Coordinate labeling data
*****

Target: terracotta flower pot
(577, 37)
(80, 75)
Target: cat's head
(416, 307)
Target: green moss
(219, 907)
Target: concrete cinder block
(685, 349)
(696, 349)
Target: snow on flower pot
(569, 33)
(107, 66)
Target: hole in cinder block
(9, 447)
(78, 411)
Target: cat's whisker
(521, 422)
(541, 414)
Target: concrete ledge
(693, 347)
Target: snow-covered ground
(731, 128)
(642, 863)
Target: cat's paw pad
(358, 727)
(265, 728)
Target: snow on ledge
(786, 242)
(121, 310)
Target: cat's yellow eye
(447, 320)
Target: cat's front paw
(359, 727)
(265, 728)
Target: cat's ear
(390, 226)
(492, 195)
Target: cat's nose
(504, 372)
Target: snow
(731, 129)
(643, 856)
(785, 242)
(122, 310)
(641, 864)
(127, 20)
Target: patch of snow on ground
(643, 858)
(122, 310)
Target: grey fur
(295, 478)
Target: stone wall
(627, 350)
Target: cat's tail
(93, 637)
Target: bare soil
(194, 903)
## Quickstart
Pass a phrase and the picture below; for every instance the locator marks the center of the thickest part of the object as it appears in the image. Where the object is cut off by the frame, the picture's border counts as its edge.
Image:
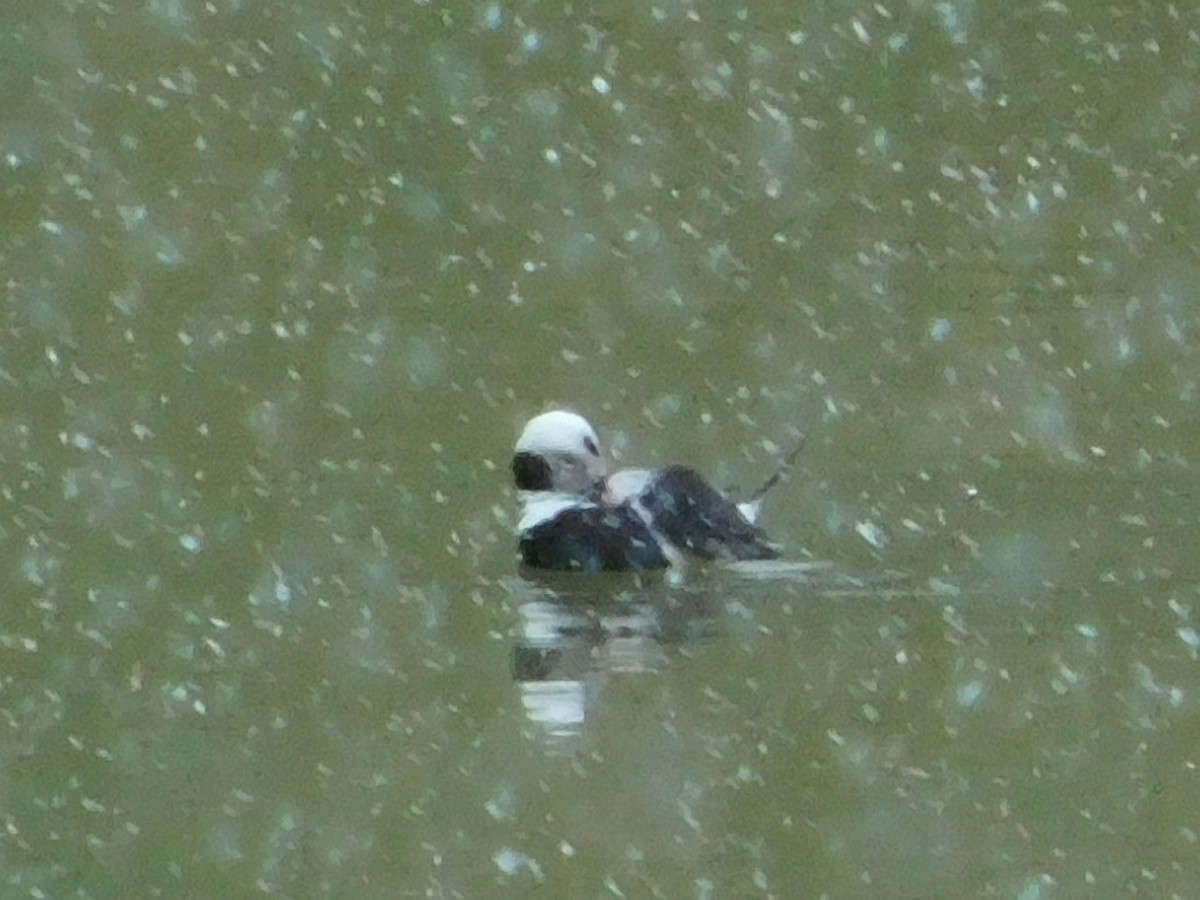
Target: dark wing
(592, 539)
(696, 517)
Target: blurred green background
(281, 283)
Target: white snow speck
(873, 534)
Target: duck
(577, 515)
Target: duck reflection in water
(577, 516)
(569, 639)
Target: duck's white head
(559, 451)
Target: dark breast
(592, 539)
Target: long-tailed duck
(576, 516)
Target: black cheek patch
(531, 472)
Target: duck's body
(576, 516)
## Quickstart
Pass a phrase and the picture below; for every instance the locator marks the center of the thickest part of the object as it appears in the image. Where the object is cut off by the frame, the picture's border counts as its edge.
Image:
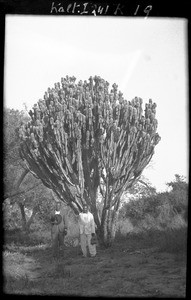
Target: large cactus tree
(83, 138)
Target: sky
(145, 57)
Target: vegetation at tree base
(82, 138)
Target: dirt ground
(124, 270)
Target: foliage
(82, 137)
(162, 210)
(12, 120)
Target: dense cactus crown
(81, 133)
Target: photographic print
(95, 122)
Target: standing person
(87, 231)
(59, 228)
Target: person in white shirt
(87, 231)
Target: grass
(122, 270)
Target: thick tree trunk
(26, 223)
(107, 229)
(23, 216)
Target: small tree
(82, 138)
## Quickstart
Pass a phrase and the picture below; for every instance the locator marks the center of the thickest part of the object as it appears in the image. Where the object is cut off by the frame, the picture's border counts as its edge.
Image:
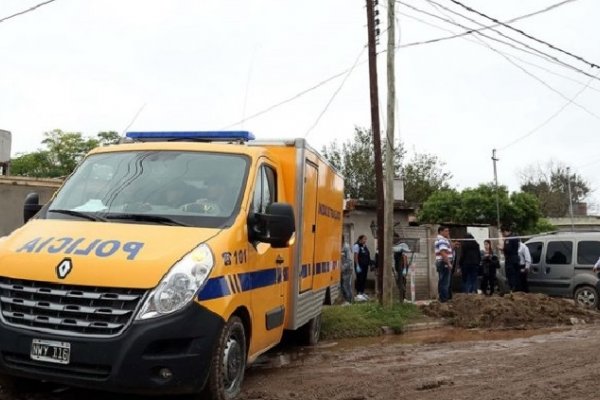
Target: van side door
(266, 277)
(558, 267)
(588, 252)
(535, 277)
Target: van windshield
(160, 187)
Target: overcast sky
(92, 65)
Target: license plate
(51, 351)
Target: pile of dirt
(512, 311)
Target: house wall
(13, 191)
(358, 222)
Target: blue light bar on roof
(190, 135)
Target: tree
(356, 161)
(36, 164)
(423, 174)
(62, 152)
(108, 137)
(550, 185)
(478, 206)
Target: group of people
(466, 258)
(355, 260)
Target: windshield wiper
(148, 218)
(79, 214)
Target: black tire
(586, 296)
(310, 333)
(228, 362)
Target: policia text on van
(166, 264)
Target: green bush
(364, 319)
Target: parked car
(562, 265)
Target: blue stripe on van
(258, 279)
(214, 288)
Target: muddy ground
(548, 349)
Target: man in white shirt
(443, 262)
(524, 266)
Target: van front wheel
(586, 296)
(228, 363)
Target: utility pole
(570, 198)
(496, 186)
(388, 259)
(371, 27)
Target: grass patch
(364, 319)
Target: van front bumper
(163, 355)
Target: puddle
(284, 356)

*****

#### Exercise description
Quote, please, only the lines running from the one with "Target: dense cactus crown" down to the final line of the data above, keeping both ends and skipping the pictures.

#### Response to this task
Target: dense cactus crown
(81, 133)
Target: photographic print
(95, 122)
Target: standing person
(87, 231)
(59, 228)
Target: person in white shirt
(87, 231)
Target: grass
(122, 270)
Target: thick tree trunk
(26, 223)
(107, 229)
(23, 216)
Target: small tree
(82, 138)
## Quickstart
Pass a phrase and the picture below; for every instance the locator marks the center of the thickest part of the object as it appears in the image. Where the object is cut off by the frame, the picture's border counts as its edge.
Image:
Target: van side door
(266, 277)
(558, 267)
(588, 252)
(535, 277)
Target: van windshield
(160, 187)
Target: overcast sky
(92, 65)
Target: license plate
(51, 351)
Target: pile of dirt
(512, 311)
Target: house wall
(13, 191)
(358, 222)
Target: blue light bar on roof
(190, 135)
Target: tree
(356, 161)
(36, 164)
(423, 174)
(62, 152)
(108, 137)
(550, 185)
(478, 206)
Target: group of people
(466, 258)
(355, 260)
Target: windshield wiper
(148, 218)
(79, 214)
Target: black tire
(586, 296)
(310, 333)
(228, 362)
Target: policia text on van
(166, 264)
Target: green bush
(364, 319)
Target: parked car
(562, 265)
Target: blue stripe on van
(258, 279)
(214, 288)
Target: muddy ground
(548, 349)
Target: man in white shirt
(443, 262)
(524, 266)
Target: van front wheel
(586, 296)
(228, 363)
Target: utility pole
(570, 198)
(496, 186)
(388, 259)
(371, 27)
Target: grass patch
(364, 319)
Target: van front bumper
(163, 355)
Target: puddle
(284, 356)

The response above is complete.